#### GIVEN REQUEST
Copy out, word for word, the lines of the material below from the line containing "island in the photo above." to the line containing "(115, 1097)", including both of those lines.

Records drawn from a data source:

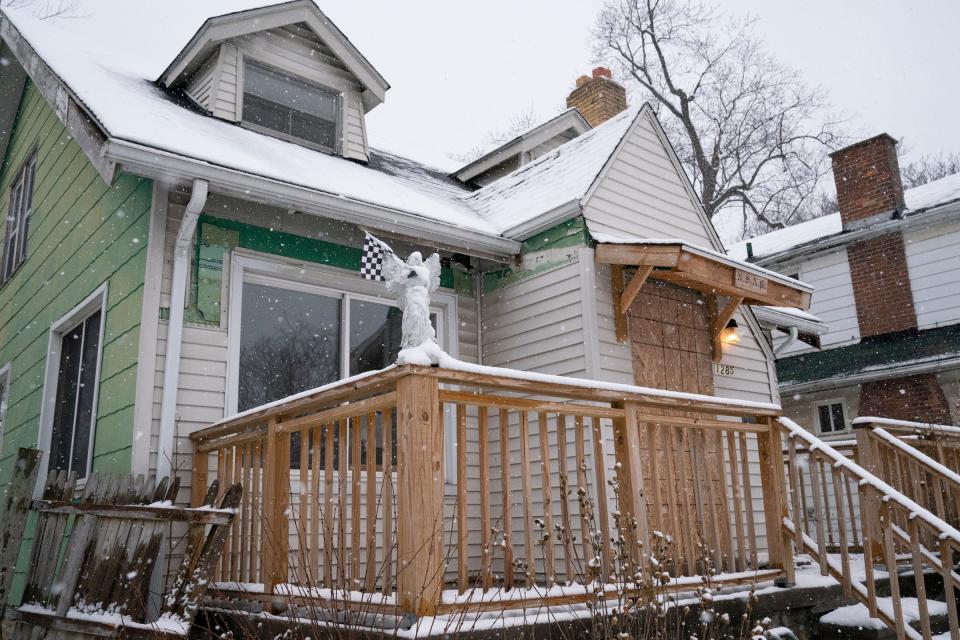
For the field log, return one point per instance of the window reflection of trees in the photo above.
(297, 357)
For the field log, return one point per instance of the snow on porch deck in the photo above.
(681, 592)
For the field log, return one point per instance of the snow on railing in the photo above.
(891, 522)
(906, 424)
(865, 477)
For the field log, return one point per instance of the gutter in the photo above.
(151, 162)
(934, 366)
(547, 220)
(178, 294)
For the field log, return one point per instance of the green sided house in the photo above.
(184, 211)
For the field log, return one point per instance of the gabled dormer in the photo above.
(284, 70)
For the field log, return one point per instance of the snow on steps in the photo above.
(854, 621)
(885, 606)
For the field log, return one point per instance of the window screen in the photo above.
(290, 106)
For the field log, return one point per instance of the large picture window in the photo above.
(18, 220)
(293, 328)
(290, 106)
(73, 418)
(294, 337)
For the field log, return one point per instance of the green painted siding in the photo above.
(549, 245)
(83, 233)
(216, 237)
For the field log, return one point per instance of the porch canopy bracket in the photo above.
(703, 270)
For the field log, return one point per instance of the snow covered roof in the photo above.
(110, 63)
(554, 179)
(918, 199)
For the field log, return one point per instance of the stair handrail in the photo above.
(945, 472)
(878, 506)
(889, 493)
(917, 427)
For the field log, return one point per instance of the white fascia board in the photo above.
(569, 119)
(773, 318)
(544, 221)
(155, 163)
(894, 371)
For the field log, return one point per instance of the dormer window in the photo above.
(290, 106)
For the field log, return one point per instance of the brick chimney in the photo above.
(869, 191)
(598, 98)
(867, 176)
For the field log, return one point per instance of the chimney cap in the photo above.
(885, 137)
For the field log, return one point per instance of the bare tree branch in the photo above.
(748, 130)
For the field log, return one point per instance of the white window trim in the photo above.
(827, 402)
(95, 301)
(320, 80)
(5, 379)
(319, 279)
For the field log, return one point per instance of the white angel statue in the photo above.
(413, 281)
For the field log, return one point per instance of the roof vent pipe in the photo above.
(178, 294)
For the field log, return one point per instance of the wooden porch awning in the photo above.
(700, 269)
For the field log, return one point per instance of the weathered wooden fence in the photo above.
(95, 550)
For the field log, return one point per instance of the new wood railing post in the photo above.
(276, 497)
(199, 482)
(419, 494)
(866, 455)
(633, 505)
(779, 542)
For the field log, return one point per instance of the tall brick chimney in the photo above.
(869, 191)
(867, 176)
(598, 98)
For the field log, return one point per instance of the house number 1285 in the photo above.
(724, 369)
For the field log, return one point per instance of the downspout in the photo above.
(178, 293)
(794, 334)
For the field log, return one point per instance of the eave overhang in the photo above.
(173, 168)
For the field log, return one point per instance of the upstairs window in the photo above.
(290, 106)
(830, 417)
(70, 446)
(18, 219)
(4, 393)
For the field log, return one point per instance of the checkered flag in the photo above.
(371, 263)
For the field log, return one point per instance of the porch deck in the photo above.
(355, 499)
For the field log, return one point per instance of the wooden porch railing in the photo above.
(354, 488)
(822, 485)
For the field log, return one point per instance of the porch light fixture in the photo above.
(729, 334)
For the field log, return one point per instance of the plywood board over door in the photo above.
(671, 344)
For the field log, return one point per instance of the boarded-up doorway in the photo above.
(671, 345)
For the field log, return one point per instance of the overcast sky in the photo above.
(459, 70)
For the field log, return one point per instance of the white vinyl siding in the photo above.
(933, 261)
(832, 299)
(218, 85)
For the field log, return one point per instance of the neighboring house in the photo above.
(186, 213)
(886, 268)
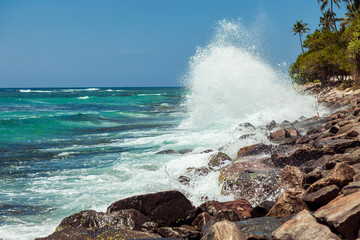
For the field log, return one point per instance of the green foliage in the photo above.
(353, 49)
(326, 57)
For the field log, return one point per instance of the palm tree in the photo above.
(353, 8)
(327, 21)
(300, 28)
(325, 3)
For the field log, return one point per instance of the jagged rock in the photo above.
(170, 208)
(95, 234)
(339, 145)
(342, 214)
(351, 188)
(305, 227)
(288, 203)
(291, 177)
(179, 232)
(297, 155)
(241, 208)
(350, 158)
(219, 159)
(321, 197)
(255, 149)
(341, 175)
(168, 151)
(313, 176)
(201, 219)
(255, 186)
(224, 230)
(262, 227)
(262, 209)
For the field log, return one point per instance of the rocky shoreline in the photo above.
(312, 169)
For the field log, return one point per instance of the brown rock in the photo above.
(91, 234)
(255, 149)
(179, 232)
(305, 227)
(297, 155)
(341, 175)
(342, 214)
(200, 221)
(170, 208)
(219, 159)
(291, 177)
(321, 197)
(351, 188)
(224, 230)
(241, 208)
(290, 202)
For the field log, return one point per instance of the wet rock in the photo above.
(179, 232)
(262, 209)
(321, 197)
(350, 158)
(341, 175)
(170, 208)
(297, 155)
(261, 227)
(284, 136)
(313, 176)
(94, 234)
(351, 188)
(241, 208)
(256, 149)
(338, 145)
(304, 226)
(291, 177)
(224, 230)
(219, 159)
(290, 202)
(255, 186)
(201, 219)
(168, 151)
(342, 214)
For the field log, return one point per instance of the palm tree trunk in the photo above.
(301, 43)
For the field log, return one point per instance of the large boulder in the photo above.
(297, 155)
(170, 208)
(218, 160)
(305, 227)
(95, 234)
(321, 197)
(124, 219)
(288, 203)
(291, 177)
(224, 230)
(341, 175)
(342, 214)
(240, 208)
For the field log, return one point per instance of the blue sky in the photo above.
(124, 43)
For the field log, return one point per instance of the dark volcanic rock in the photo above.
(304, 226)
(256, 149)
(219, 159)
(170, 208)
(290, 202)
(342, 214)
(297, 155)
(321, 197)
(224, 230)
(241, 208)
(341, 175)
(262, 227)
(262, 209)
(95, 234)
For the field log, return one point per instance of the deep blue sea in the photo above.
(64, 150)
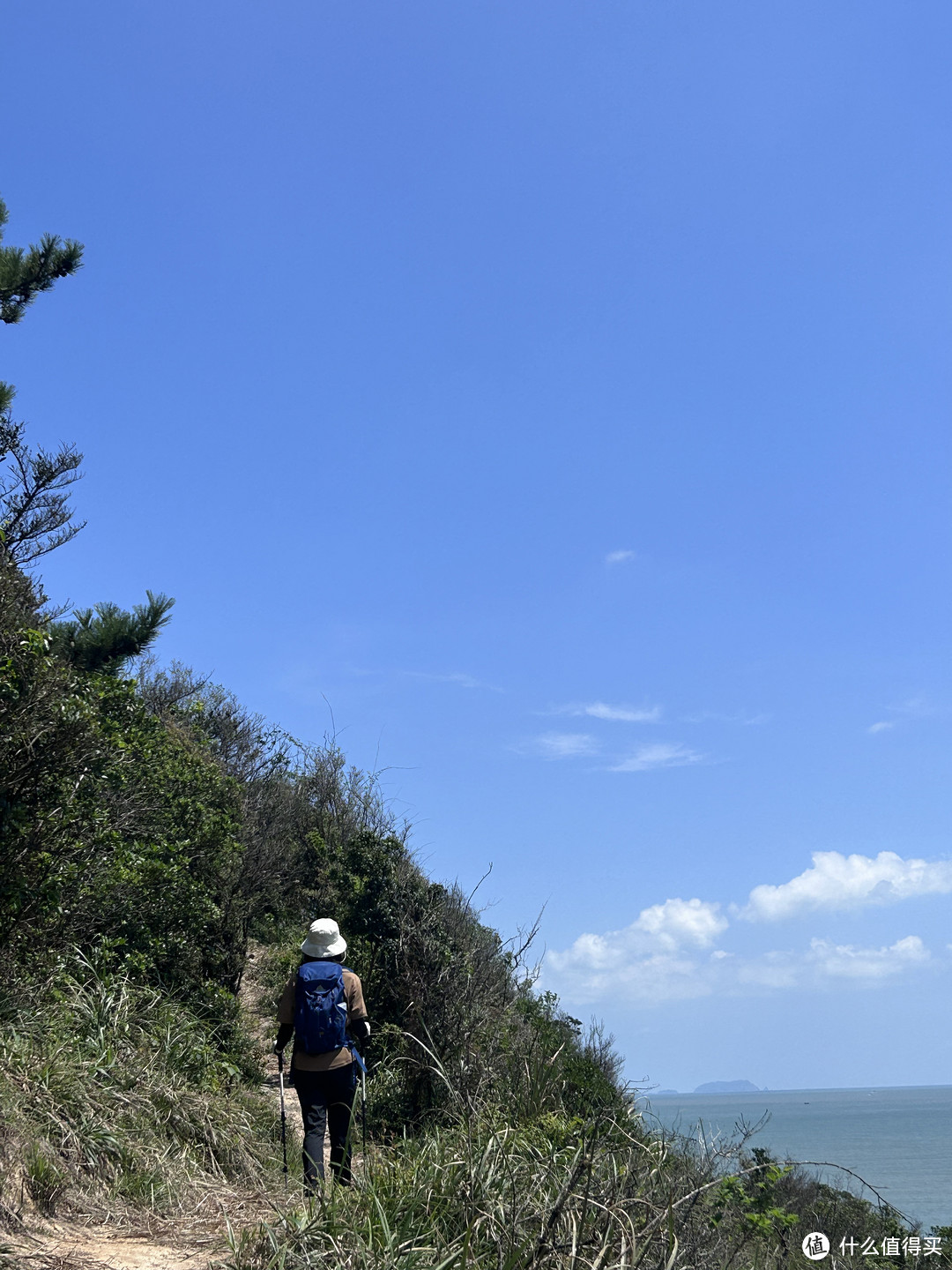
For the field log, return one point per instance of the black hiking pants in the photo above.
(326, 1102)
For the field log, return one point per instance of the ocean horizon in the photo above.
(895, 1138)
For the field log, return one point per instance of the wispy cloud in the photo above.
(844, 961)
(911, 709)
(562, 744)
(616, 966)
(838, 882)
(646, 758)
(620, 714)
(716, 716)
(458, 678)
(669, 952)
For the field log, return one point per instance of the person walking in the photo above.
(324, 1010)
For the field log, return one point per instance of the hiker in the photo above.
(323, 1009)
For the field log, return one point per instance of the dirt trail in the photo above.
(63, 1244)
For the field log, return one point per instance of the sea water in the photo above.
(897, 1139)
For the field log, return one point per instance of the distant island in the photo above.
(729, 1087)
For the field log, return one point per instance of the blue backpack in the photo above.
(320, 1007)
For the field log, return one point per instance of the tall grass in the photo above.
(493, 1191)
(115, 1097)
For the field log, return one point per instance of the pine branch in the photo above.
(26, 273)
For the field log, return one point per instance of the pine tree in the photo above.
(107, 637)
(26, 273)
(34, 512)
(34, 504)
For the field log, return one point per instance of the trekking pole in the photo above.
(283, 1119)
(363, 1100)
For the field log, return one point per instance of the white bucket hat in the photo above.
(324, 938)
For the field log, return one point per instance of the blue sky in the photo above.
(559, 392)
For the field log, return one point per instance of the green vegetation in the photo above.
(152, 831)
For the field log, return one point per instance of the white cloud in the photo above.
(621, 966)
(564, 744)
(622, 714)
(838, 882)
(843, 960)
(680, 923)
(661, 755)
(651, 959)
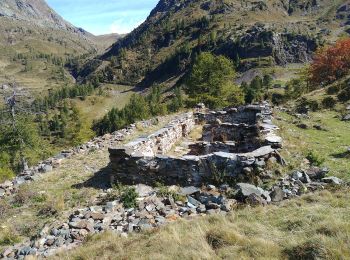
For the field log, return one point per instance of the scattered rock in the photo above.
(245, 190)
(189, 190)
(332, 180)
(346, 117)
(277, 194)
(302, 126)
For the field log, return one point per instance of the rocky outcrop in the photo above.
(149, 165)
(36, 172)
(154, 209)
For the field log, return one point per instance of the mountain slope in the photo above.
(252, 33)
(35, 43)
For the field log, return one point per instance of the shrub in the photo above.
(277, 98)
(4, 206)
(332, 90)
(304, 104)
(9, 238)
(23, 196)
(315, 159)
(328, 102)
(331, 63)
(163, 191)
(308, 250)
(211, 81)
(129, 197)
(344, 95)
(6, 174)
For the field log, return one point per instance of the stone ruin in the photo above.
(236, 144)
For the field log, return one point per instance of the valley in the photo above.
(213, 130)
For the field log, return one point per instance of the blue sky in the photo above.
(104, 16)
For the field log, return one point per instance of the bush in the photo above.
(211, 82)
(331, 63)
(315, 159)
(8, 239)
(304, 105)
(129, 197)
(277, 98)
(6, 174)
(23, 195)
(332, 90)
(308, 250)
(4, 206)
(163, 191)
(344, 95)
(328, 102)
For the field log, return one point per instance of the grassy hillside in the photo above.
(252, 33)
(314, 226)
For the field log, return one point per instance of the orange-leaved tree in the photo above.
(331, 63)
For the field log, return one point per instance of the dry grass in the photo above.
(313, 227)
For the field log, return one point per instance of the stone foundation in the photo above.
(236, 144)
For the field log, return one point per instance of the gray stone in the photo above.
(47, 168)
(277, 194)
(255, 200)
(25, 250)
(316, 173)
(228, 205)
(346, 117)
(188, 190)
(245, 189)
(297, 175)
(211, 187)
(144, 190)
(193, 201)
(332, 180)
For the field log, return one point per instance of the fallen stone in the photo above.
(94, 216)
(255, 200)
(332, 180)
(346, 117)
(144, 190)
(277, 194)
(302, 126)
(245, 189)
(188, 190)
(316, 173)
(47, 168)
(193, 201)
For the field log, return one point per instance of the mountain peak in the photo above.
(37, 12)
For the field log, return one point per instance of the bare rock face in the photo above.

#### SOLUTION FOR THIS EXERCISE
For the field log, return one point per instance of the distant island in the photo above.
(729, 1087)
For the field log, return one point per instance of the blue backpack in the photo above.
(320, 1007)
For the field log, return one point per instance of the tall grass in the photo above.
(493, 1191)
(115, 1097)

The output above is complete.